= DO THIS =
Gather and copy every line of the records below that contains the string "dirt". Matching is case-sensitive.

--- START OF STORED ROWS ---

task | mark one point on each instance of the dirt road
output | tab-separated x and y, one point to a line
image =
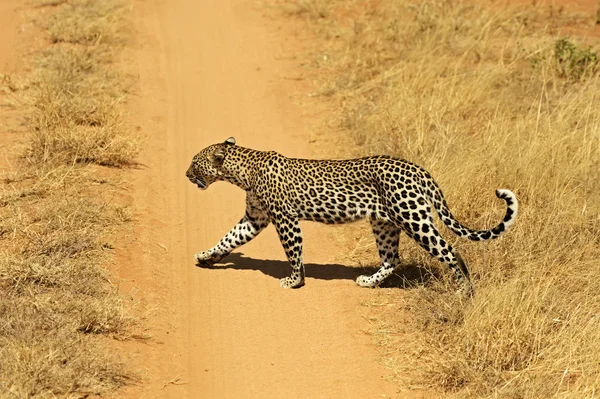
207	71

--- END OF STORED ROWS ---
--- START OF STORED ROWS ---

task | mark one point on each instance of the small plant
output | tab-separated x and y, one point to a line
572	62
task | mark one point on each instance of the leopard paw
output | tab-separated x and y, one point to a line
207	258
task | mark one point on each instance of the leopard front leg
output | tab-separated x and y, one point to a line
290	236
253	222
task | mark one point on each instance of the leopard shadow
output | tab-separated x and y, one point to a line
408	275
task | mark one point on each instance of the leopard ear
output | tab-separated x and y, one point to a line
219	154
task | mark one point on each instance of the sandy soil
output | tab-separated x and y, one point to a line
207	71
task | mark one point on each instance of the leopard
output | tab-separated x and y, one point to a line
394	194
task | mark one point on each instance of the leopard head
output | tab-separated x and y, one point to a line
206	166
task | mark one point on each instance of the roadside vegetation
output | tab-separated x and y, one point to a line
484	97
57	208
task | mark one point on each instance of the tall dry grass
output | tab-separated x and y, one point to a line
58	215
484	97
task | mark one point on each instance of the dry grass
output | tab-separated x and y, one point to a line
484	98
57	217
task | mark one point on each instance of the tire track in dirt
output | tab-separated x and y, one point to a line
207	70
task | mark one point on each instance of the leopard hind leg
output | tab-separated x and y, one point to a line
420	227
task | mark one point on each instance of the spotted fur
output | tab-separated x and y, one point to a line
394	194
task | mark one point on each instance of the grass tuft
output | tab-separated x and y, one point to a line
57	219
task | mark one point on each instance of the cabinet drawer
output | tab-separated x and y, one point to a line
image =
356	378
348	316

--- END OF STORED ROWS ---

= SOLUTION BELOW =
task | mark one point on each instance of the dirt road
task | mark one point on each instance of the tire track in dirt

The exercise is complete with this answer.